とくに、建築構造物の形状を自在にアレンジして空間の広さ等に自由度をもたせるほど、頂部における枠材同士の接続形態が増加する。使用する接続継手は、頂部の前記接続形態に合わせた個別の形状に製作する必要があり、このような頂部の接続形態が増えると部材コストが増大するうえ、組み立てにかかる作業効率が低下することから仮設などの簡易な建築構造物への適用は不向きであり、その点で改善の余地があった。
【0006】
本発明は、上述する問題点に鑑みてなされたもので、頂部の形状に関わらず頂部に設けられる接続継手の共有化を図ることが可能となり、部材コストと組み立てにかかる作業効率を低減できる接続継手及び接続継手を用いた建築構造物を提供することを目的とする。

■ ■ ■ ■ ■ ■ ■

# 指示 1
接続継手に関する上の文章について、次の(a)〜(c)が文章の内容と合っているか、それぞれ「はい」か「いいえ」で答え、判断の根拠となる箇所を文章からそのまま引用してください。(a) 頂部の接続形態が増えると部材コストが増大する。(b) 従来の構成は仮設などの簡易な建築構造物への適用に向いている。(c) 本発明は頂部の形状に応じて接続継手を個別に製作することを目的とする。

[元の記録]

■ ■ ■ ■ ■ ■ ■

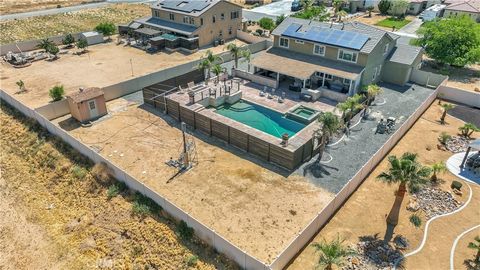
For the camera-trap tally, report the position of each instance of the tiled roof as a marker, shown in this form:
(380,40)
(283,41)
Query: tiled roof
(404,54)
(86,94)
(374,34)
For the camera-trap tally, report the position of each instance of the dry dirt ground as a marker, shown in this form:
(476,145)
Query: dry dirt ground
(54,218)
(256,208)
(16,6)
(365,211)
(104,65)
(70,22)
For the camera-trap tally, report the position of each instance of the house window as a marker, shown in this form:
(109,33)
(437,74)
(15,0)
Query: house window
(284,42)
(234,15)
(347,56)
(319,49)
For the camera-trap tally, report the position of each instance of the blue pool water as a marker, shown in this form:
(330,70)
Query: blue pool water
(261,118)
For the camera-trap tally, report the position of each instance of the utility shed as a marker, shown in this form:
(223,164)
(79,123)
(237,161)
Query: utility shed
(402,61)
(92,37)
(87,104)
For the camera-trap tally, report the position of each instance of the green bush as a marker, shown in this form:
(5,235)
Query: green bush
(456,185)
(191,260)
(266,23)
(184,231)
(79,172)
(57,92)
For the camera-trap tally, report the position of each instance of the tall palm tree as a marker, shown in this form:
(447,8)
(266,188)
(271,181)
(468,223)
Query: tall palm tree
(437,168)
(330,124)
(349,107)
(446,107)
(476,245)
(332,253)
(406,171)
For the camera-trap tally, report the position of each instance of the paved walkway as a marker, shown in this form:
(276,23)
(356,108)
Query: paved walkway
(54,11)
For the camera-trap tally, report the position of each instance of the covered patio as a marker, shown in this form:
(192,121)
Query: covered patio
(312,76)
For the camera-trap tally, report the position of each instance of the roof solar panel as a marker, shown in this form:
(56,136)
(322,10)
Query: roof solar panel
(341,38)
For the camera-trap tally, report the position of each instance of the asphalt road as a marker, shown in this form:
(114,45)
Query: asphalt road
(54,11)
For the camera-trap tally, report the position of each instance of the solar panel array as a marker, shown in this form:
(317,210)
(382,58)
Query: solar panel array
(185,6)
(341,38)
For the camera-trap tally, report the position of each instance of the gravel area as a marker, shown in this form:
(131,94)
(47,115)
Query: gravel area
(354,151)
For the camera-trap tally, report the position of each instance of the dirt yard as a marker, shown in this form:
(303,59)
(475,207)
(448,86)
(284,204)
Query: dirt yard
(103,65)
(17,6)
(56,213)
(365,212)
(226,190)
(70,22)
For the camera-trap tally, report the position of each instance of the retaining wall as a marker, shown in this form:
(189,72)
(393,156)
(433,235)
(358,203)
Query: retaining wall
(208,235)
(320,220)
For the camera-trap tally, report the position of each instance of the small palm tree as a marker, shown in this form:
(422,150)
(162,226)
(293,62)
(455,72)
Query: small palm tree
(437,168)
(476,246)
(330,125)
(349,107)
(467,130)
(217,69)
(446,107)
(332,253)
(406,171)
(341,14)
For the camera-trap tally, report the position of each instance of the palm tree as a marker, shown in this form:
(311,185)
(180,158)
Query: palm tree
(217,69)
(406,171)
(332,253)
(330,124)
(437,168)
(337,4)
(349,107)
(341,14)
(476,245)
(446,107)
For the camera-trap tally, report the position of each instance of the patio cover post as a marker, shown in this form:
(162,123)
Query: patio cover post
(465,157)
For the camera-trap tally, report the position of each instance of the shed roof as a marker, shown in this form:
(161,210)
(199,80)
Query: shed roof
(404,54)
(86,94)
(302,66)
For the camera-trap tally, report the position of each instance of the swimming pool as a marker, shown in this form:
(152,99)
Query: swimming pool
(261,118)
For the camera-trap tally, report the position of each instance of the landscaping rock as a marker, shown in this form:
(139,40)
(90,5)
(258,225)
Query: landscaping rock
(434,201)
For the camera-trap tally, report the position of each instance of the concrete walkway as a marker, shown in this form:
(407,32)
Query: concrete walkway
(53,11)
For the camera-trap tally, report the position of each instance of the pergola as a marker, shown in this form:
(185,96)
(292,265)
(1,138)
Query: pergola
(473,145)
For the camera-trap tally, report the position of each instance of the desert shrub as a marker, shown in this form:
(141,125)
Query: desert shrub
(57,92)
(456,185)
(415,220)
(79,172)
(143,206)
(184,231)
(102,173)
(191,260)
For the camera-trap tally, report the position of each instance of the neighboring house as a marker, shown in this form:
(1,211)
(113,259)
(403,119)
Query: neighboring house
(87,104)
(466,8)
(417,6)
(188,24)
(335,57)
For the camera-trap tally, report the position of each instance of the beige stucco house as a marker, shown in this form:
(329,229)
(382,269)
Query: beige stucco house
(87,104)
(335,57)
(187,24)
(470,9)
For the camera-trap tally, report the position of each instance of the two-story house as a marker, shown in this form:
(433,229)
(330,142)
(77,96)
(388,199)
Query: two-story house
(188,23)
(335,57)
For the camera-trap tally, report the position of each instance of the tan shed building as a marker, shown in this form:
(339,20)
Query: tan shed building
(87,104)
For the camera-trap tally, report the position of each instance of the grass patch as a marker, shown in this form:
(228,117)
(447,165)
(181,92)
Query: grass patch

■ ■ ■ ■ ■ ■ ■

# 指示 2
記録のうち "of the pergola" を含む行から始めて記録の最後の行までを、すべての行を省かずに書き直してください。その際、各クエリへの解答として示された座標の数値すべてに133を足してずらしてください。

# 期待される出力 1
(a) はい。「このような頂部の接続形態が増えると部材コストが増大する」
(b) いいえ。「仮設などの簡易な建築構造物への適用は不向きであり」
(c) いいえ。「頂部の形状に関わらず頂部に設けられる接続継手の共有化を図ることが可能となり」

# 期待される出力 2
For the camera-trap tally, report the position of each instance of the pergola as a marker, shown in this form:
(185,96)
(292,265)
(1,138)
Query: pergola
(606,278)
For the camera-trap tally, report the position of each instance of the desert shrub as a marker, shown in this form:
(141,125)
Query: desert shrub
(190,225)
(589,318)
(548,353)
(212,305)
(276,339)
(317,364)
(235,306)
(324,393)
For the camera-trap tally, report the position of each instance of the neighboring house as a marker, shown in this form:
(1,211)
(113,259)
(403,119)
Query: neighboring house
(220,237)
(599,141)
(550,139)
(321,157)
(468,190)
For the camera-trap tally, report the position of each instance of the beige stucco house as a marker, shown in this form:
(329,229)
(382,269)
Query: beige stucco house
(220,237)
(468,190)
(320,157)
(603,142)
For the camera-trap tally, report the position of each instance of the two-story house as a marker, shown in this form:
(433,229)
(330,142)
(77,96)
(388,199)
Query: two-story house
(321,156)
(468,190)
For the camera-trap tally, report the position of each instance of the tan shed building as a marker, shown in this form:
(339,20)
Query: tan shed building
(220,237)
For the camera-trap tally, report the position of each instance of the grass patch as a marker, shown in this form:
(228,117)
(447,165)
(181,92)
Query: grass patch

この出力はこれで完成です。